[Stored items]
####

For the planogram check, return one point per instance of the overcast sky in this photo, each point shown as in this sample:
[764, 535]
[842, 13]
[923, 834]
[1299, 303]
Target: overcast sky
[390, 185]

####

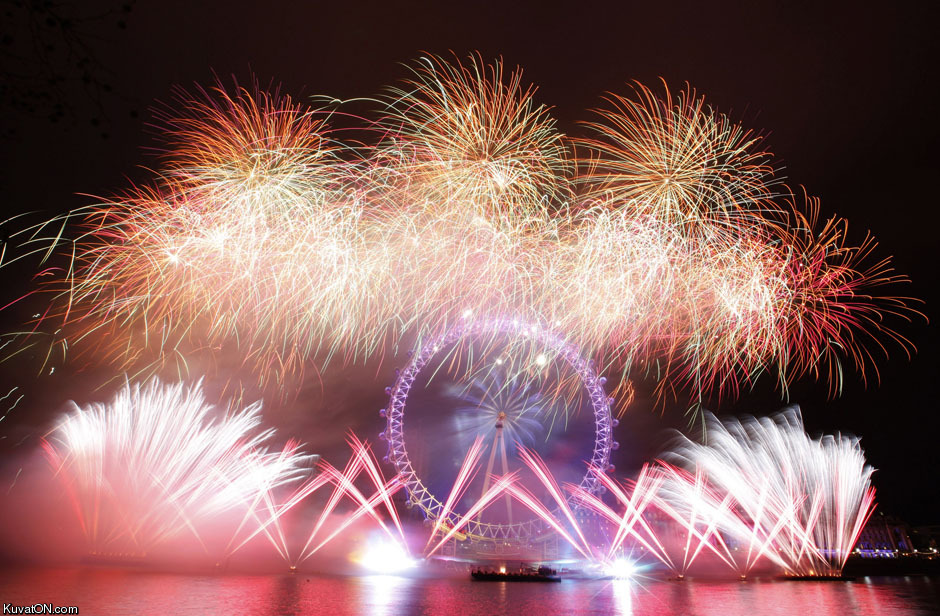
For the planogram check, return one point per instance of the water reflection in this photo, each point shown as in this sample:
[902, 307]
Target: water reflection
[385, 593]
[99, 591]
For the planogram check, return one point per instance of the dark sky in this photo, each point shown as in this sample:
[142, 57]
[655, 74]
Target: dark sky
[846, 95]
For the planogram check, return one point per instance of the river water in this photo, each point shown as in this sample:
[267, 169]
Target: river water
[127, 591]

####

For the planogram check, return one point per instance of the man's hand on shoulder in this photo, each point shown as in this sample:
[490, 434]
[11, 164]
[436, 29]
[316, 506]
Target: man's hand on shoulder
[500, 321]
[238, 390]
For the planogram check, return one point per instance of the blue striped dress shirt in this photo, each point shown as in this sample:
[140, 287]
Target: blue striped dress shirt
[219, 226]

####

Locate each line in the items above that contains the string "water" and copy those lines. Treat uppercase and lowercase as distinct.

For the planogram check, return one point per instance of the water reflection in this photo, each point shown as in this sample:
Target: water reflection
For the planogram check, return one point per instance of the river water in this photo, each point shown as in this sample:
Target: river water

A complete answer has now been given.